= Dataset records about object locations =
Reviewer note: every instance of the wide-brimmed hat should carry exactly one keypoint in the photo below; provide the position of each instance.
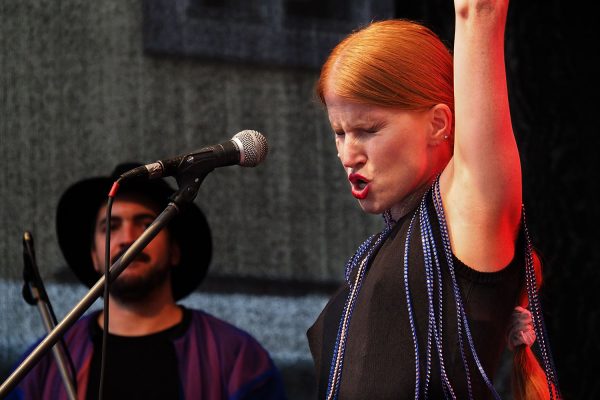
(76, 216)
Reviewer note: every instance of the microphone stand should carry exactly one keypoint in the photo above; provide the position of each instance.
(35, 293)
(189, 182)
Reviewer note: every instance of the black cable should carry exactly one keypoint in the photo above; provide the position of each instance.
(106, 287)
(33, 278)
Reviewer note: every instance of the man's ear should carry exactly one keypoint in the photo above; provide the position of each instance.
(175, 257)
(94, 255)
(441, 124)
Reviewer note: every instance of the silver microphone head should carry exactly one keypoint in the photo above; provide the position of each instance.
(253, 147)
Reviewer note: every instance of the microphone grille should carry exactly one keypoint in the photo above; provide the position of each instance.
(253, 147)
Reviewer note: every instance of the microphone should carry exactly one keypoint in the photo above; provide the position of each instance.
(247, 148)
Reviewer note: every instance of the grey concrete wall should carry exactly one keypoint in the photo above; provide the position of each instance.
(78, 95)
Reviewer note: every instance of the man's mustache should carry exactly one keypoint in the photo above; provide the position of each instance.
(142, 257)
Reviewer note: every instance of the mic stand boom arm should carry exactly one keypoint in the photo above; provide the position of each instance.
(185, 194)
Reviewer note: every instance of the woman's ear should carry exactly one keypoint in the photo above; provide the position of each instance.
(441, 124)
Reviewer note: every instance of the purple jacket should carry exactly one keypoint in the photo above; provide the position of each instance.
(216, 361)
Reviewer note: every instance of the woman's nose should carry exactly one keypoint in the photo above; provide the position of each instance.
(351, 153)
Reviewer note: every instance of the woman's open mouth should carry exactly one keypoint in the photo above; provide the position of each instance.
(360, 186)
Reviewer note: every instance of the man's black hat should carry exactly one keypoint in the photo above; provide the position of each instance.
(76, 217)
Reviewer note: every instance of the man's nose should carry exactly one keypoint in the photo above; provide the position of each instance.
(127, 234)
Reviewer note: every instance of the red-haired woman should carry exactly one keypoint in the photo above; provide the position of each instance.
(426, 139)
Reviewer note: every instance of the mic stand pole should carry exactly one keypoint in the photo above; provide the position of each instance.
(187, 193)
(35, 293)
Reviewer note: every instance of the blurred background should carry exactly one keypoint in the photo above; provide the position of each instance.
(86, 85)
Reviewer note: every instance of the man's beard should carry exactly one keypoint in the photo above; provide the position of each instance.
(136, 289)
(127, 289)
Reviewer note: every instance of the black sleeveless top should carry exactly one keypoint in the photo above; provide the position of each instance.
(379, 360)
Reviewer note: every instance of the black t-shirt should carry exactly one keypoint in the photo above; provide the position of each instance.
(137, 367)
(379, 360)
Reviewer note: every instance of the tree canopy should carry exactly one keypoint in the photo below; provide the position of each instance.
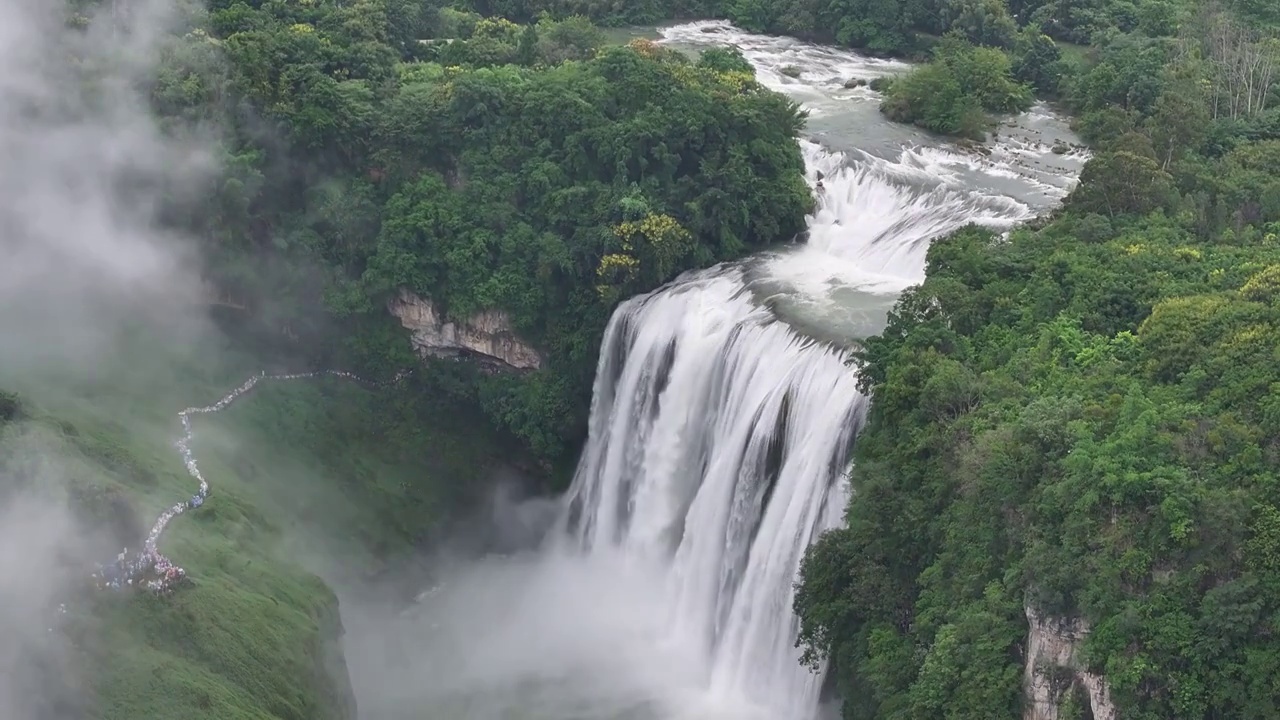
(481, 164)
(1082, 419)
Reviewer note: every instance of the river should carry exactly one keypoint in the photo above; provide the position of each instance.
(721, 428)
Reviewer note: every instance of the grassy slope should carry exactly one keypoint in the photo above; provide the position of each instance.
(248, 637)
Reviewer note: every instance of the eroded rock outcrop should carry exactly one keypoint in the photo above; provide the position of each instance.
(1054, 669)
(487, 336)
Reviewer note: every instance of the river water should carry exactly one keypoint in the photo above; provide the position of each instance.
(721, 428)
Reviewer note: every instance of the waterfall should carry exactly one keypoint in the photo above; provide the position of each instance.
(720, 433)
(723, 417)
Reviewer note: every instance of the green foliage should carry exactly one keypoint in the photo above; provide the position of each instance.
(954, 92)
(306, 475)
(492, 167)
(1080, 419)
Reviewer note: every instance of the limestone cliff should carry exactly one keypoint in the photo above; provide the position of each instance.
(1054, 669)
(487, 336)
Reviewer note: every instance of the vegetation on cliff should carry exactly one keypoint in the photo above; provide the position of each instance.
(306, 477)
(1082, 419)
(481, 164)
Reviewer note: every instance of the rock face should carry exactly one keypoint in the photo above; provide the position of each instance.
(1054, 669)
(485, 336)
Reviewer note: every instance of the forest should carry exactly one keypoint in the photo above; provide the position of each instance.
(1082, 420)
(479, 163)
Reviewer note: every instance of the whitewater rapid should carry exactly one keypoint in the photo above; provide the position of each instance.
(723, 414)
(720, 434)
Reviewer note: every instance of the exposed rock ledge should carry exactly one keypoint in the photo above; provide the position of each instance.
(1054, 669)
(485, 336)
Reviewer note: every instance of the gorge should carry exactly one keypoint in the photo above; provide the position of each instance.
(723, 413)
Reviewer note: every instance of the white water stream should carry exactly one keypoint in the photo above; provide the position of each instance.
(723, 413)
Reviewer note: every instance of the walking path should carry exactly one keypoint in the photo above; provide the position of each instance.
(150, 569)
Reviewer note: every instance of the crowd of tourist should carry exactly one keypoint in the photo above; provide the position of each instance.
(149, 569)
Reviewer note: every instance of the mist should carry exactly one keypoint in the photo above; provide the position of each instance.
(83, 173)
(83, 176)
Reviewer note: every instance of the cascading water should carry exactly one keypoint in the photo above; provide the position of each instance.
(720, 434)
(717, 441)
(723, 414)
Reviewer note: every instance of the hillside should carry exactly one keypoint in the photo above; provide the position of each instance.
(1074, 429)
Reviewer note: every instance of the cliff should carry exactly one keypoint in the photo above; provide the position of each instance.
(487, 336)
(1054, 669)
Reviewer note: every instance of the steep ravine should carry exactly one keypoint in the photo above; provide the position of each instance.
(720, 432)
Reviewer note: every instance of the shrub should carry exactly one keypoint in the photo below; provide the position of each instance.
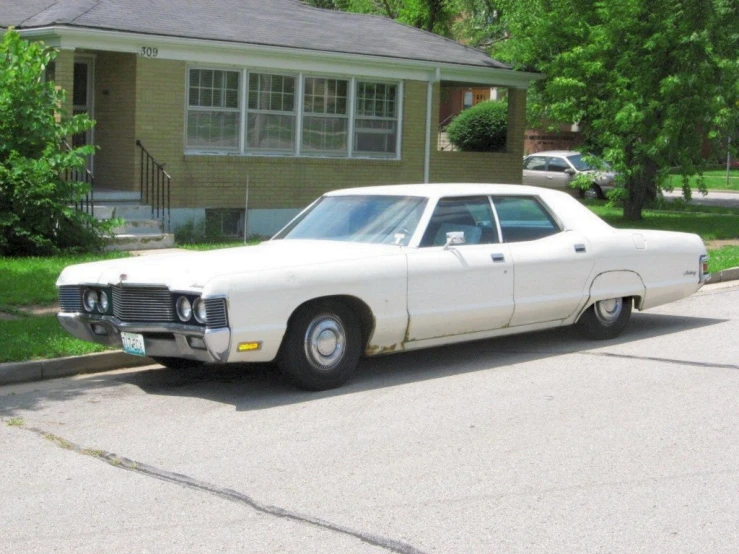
(37, 216)
(481, 128)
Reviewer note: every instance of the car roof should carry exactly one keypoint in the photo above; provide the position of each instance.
(563, 153)
(437, 190)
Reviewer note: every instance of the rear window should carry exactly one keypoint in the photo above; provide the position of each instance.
(523, 218)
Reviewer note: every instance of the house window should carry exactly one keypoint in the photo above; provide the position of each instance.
(376, 119)
(325, 117)
(270, 120)
(252, 112)
(213, 116)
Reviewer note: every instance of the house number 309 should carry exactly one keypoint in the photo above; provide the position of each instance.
(148, 52)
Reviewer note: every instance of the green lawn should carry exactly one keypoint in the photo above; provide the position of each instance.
(716, 179)
(39, 338)
(710, 223)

= AIM OF THE EXERCISE =
Take the records above from the line with "Reviewer note: every instance of the white water" down to their last line and please copy those lines exactly, without the pictures.

= TASK OUTPUT =
Reviewer note: every instance of the white water stream should carry exactly one keypoint in the photo above; provide the position of each instance.
(723, 413)
Reviewer note: every instance of the walking path should carry exactly one keypoint in the photo above; provide the position of each instance.
(150, 569)
Reviewer note: every instance of the crowd of tourist should carry exactly one keypoint in the photo above; provide the position of each instance.
(149, 569)
Reviewer note: every instance of the mist should carry exactly one keypoint in the photo above; provide the position of each instance.
(83, 173)
(83, 176)
Reviewer note: every instance of the cascading water should carry exactly one keypoint in the photo above; provide the position of each instance.
(720, 434)
(717, 441)
(723, 414)
Reviewer note: every instance of the hillside should carry exactly one keypoint in the photo above; provide the position of each instance.
(1074, 429)
Reviewer note: every instance of the cliff should carry exactly one keypoint in the photo above; provide the position of each instance.
(487, 336)
(1054, 669)
Reviewer note: every instance of the steep ravine should carry exactly one keypoint in the photo above; provide the position of each instance.
(720, 432)
Reviewer note: every instance of the shrub should carry exactly one keypoint in the photo below; provide the position of each instance.
(37, 216)
(481, 128)
Reviewer note: every instance of the car roof should carry exactly one keypoint in the photo above; provide the position of each instance.
(563, 153)
(437, 190)
Reviewer note: every instance of the rear window should carry exactly one keypoint in the photo above; provide the position of each instance.
(523, 218)
Reviewer note: every instance of the house window should carry exactly one keypoint in the photo above; provide the position of each instance.
(376, 119)
(325, 117)
(270, 120)
(252, 112)
(213, 116)
Reviewer note: every instance of the house number 309 should carry exactly one keypoint in the photo above; provide the position of each instance.
(148, 52)
Reviewer note: every instance of the green lawn should carry exactly one keypoint in the photo above; provide the position of each instance.
(716, 179)
(39, 338)
(710, 223)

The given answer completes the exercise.